Content starts

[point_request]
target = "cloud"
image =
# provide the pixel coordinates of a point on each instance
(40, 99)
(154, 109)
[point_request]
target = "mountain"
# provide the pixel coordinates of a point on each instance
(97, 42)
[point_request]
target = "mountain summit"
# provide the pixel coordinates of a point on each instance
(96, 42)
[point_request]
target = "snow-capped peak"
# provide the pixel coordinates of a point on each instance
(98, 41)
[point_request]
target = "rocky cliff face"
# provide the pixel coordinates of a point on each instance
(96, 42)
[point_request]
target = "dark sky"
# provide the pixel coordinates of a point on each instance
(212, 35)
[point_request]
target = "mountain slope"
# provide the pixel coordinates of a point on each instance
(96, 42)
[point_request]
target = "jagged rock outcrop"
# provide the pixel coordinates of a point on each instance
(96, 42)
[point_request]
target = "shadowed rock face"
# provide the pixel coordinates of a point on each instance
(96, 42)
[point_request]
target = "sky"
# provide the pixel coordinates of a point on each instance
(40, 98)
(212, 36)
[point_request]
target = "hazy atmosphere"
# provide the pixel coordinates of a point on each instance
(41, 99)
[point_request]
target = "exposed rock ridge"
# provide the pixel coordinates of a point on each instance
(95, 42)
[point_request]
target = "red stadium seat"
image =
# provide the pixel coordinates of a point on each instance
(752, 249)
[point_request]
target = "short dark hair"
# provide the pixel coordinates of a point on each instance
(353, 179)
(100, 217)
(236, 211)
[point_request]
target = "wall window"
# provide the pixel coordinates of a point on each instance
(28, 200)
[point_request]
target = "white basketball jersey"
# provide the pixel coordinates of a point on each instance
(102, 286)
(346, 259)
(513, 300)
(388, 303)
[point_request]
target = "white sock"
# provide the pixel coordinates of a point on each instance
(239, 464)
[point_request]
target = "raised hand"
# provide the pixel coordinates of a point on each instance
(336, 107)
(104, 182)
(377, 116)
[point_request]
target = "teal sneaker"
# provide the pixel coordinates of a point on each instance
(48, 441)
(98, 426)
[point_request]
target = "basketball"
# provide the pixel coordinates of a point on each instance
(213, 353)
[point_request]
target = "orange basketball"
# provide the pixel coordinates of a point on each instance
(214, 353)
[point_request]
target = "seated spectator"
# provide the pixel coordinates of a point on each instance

Content ends

__Task to complete__
When you reach the end of the listing, print it again in full, exactly as given.

__Final answer__
[point_request]
target = "cloud"
image =
# provide the pixel coordinates of a point on each instance
(40, 99)
(154, 109)
[point_request]
target = "mountain"
# provide the pixel coordinates of a point on each instance
(97, 42)
[point_request]
target = "mountain summit"
# provide the pixel coordinates of a point on each instance
(96, 42)
[point_request]
target = "snow-capped peak"
# provide the pixel coordinates of a point on each instance
(98, 41)
[point_request]
target = "rocky cliff face"
# provide the pixel coordinates of a point on each instance
(96, 42)
[point_request]
target = "dark sky"
# provide the pixel coordinates of a point on each instance
(212, 35)
[point_request]
target = "mountain slope"
# provide the pixel coordinates of a point on each instance
(96, 42)
[point_request]
target = "jagged rock outcrop"
# provide the pixel coordinates of a point on each instance
(96, 42)
[point_request]
target = "shadowed rock face"
# provide the pixel coordinates of a point on each instance
(96, 42)
[point_request]
target = "sky"
# provide the pixel coordinates of a point on each instance
(40, 98)
(212, 36)
[point_request]
target = "hazy atmosphere"
# provide the pixel coordinates of a point on each instance
(41, 99)
[point_request]
target = "exposed rock ridge"
# provide the pixel coordinates of a point on each instance
(95, 42)
[point_request]
target = "red stadium seat"
image =
# provide the pixel coordinates of a point on each instance
(752, 249)
[point_request]
target = "short dark hair"
# provide the pixel coordinates of a point on each instance
(353, 179)
(100, 217)
(236, 211)
[point_request]
target = "wall window"
# provide the pixel coordinates of a point on each instance
(28, 200)
[point_request]
target = "white basketball jersey"
# provide the pixel coordinates of a point on each instance
(102, 286)
(346, 259)
(513, 300)
(388, 303)
[point_request]
target = "white sock"
# provide the pixel coordinates of a point on each instance
(239, 464)
[point_request]
target = "raised hand"
# provide the pixel coordinates of a point on each instance
(336, 107)
(104, 182)
(377, 116)
[point_request]
target = "teal sneaker"
# provide the pixel coordinates of a point on each instance
(48, 441)
(98, 426)
[point_request]
target = "basketball"
# provide the pixel coordinates of a point on each instance
(213, 353)
[point_request]
target = "orange basketball"
# provide the pixel coordinates of a point on each instance
(214, 353)
[point_request]
target = "seated spectator"
# provide the pixel coordinates of a point on each instance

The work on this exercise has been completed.